Question of the day: How do you recalibrate after drastic change and upheaval?
I’m back in NYC after approximately six weeks of traveling in over thirteen different cities on three continents with my partner and his family. There was an anniversary celebration, an engagement announcement, a mysterious illness, the heartbreaking passing of a loved one, a flood, and ending with a holiday.
I’m full of love and grief, gratitude and fear.
My eyes have been saturated by the beauty of space and nature in so many different forms, from the lush green of the papyrus swamps along the Nile contrasted by fiery yellow sand dunes close to Sudan, to purple flowering rosemary on orange cliffs above a glittering Mediterranean sea in Catalonia.

**EXERCISES TO COMPLETE**
(a) Summarize the post about returning to New York after travel in two sentences.
(b) Write the next part of the post about returning to New York after travel, picking up after its final sentence.
The lines after this point are separate material and not part of the travel post.

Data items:

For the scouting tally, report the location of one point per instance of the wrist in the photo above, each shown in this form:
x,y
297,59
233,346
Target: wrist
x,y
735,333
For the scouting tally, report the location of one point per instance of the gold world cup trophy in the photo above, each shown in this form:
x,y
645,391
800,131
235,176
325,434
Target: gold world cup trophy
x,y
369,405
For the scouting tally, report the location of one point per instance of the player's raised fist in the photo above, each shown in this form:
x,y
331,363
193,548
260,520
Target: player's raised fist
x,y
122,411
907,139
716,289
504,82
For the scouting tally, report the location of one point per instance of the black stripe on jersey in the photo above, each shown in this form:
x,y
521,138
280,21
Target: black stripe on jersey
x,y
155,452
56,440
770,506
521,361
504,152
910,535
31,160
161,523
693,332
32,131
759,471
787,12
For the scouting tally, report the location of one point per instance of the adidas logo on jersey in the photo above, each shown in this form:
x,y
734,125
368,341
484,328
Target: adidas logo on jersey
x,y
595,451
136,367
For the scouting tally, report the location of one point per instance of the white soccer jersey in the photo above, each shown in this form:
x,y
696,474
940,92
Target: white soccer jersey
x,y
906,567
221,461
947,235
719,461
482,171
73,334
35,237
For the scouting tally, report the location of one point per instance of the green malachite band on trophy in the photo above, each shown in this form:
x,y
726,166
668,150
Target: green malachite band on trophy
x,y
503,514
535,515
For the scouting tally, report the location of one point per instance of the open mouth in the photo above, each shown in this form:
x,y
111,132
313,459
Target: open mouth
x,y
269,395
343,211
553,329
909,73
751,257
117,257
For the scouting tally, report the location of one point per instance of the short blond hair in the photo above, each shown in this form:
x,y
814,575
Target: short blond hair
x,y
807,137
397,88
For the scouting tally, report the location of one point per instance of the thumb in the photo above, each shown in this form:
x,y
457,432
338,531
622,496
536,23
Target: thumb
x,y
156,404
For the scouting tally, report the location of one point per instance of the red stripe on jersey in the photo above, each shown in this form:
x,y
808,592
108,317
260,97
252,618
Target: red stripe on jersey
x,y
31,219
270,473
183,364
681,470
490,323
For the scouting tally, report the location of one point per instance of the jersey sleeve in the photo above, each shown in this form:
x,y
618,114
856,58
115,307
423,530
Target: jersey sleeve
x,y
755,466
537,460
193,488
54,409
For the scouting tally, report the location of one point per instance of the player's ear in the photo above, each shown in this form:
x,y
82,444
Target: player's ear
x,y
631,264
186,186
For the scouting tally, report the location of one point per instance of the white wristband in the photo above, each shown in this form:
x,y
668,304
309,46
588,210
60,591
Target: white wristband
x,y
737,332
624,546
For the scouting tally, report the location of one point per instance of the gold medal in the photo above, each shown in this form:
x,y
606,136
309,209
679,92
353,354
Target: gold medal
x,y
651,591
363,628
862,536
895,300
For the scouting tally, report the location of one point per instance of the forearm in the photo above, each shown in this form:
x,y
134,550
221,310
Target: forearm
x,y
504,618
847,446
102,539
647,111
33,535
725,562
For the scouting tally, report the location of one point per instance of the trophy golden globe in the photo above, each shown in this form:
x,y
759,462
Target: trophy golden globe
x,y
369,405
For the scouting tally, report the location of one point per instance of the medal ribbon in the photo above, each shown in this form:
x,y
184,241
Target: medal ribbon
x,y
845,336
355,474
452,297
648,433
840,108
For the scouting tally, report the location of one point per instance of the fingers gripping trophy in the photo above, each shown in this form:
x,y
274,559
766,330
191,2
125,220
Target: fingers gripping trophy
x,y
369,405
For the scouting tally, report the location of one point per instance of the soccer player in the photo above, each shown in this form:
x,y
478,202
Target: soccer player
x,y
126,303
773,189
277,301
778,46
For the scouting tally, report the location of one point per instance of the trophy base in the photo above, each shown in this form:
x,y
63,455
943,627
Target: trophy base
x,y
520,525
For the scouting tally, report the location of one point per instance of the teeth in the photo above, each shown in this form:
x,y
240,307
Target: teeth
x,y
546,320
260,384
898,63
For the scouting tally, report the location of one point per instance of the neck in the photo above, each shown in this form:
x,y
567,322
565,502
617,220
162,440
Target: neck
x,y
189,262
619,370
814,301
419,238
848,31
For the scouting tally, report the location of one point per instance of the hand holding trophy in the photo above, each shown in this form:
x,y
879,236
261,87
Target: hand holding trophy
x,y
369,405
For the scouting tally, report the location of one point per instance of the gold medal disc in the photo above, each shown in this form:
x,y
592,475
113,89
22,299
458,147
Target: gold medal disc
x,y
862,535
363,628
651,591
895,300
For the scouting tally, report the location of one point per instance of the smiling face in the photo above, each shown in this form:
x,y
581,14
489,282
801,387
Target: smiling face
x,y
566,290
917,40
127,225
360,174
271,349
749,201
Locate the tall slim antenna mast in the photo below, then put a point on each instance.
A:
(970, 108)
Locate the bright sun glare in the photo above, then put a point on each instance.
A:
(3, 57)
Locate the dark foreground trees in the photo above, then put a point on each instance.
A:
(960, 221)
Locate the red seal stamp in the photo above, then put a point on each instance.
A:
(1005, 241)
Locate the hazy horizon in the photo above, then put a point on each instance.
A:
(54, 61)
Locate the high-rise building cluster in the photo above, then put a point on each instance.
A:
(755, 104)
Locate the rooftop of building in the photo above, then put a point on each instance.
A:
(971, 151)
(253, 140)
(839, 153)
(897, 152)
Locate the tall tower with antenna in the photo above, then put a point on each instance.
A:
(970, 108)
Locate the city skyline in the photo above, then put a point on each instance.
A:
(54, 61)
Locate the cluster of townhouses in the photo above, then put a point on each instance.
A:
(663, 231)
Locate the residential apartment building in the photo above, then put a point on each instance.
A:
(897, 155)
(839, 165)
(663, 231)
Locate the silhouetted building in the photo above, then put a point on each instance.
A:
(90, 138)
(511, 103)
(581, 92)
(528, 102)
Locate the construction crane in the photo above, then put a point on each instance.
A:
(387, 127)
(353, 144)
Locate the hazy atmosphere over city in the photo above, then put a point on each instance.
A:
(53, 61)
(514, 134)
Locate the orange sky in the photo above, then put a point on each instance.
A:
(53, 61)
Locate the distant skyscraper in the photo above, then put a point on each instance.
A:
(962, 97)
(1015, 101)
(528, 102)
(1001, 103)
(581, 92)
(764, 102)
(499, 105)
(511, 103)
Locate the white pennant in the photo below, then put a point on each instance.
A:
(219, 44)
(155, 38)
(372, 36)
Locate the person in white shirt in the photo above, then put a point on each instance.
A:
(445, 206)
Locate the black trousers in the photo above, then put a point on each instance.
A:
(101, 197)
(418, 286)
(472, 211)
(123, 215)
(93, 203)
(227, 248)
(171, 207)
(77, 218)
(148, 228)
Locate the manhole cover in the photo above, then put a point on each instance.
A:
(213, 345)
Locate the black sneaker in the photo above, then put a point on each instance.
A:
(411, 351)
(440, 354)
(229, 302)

**EXPECTED RESULTS**
(a) The writer is back in New York City after about six weeks of travel through more than thirteen cities on three continents with a partner and the partner's family, a stretch that brought an anniversary celebration, an engagement announcement, a mysterious illness, the death of a loved one, a flood, and a holiday. Now full of love, grief, gratitude and fear, the writer has seen nature's beauty in many forms, from papyrus swamps along the Nile to flowering rosemary on cliffs above the Mediterranean in Catalonia.

(b)
a few of my favorite things: Aresh, wild rosemary, Mediterranean Sea
I’ve been enchanted by the charm of 1,000 bobbing white sailboats in the Old Port of Marseilles and by late-blooming fuchsia roses and scarlet leaves bathed in soft autumn fog in the Loire Valley. I’ve been comforted by dappled sunlight on sycamore trees over the brook I played in as a child in Virginia…
wet rose at Chateau Moulin a Vent, Burgundy, France
I’m touched by the warmth of my beloved’s family, and humbled by the challenges and triggers brought up by time spent with my own.
Coming back to NYC, I recognize that I’m at home in my body and psyche. I’m at home in New York.
And now, as I struggle with the enormous blessing of regaining a solid routine that I get to re-invent on my own, I’m reminded of the title of one of my favorite books: After Ecstasy, the Laundry by Jack Kornfield. I think that the title says it all.
I’ve woken up on dark mornings in our NYC tenement apartment to lists miles long, little knowing how to begin. I found out about the passing of a loved one via email in the airport in Cairo, and this has me feeling helpless and raw as well as blessed to have known him, and gifted with the reminder that we do not know the time we lose… I must live in the present.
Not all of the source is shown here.